Verilen metin:
Joseph Conrad'ın
'Gençlik'i, yazarın dil duyarlılığını, felsefi yaklaşım denemelerini ödünsüz
biçimde sunan, önemli bir yapıt
ORÇUN TÜRKAY
GENÇLİK
Joseph Conrad,
çeviren: E. Efe Çakmak, K Kitaplığı, 2003, 63 sayfa, 3 milyon lira.
Asıl adı Josef
Teodor Konrad Walecz Korzeniowski olan Leh kökenli Joseph Conrad (1857-1924),
Malraux gibi, Hemingway gibi, London
ya da Frison-Roche gibi alnına kendi yazgısının damgasını yemiş yazarlardandı.
Fiziksel ve ruhsal açılardan sağlıklı olmadığından, doktorların tavsiyesi
üstüne açık denizlerde geçirmişti ilk gençliğini. Kaptanlık sertifikası aldığı
yıl İngiliz vatandaşlığına geçen Conrad, ilk kitabını 1895'te yayımladı
(Almayer's Folly). Conrad'ın bu kitaptaki ve onu izleyen kitaplardaki serüven
anlatımı kişilerle içsellik kazanmış, 'metafizik' bir biçime bürünmüş ve
izlenen yollar, aşılan denizler üstünde Schopenhauer felsefesiyle
bağdaştırılacak denli trajik yönlere kaymıştır. L'Académie Française'den Jean-François
Deniau, Conrad için yazının "yalnızca insan için" olduğunu ileri
sürüyor. Yazarın 'Gençlik' adlı öyküsü de Grimm Masalları'ndan şöyle bir
alıntıyla açılıyor: "... Ama Cin şöyle yanıtladı: Hayır, insan benim için
dünyanın tüm hazinelerinden daha değerli."

Yönerge: Metnin "Joseph Conrad'ın" ile "damgasını yemiş yazarlardandı." arasındaki bölümünü, iki uç da dahil olmak üzere, "Hemingway" yerine "Faulkner" gelecek biçimde düzenleyerek yeniden yazın.

Kayıtlı veriler:
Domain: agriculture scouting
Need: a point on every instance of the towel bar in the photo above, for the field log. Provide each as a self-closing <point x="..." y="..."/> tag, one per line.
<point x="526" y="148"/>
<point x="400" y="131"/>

Doğru yanıt:
Joseph Conrad'ın
'Gençlik'i, yazarın dil duyarlılığını, felsefi yaklaşım denemelerini ödünsüz
biçimde sunan, önemli bir yapıt
ORÇUN TÜRKAY
GENÇLİK
Joseph Conrad,
çeviren: E. Efe Çakmak, K Kitaplığı, 2003, 63 sayfa, 3 milyon lira.
Asıl adı Josef
Teodor Konrad Walecz Korzeniowski olan Leh kökenli Joseph Conrad (1857-1924),
Malraux gibi, Faulkner gibi, London
ya da Frison-Roche gibi alnına kendi yazgısının damgasını yemiş yazarlardandı.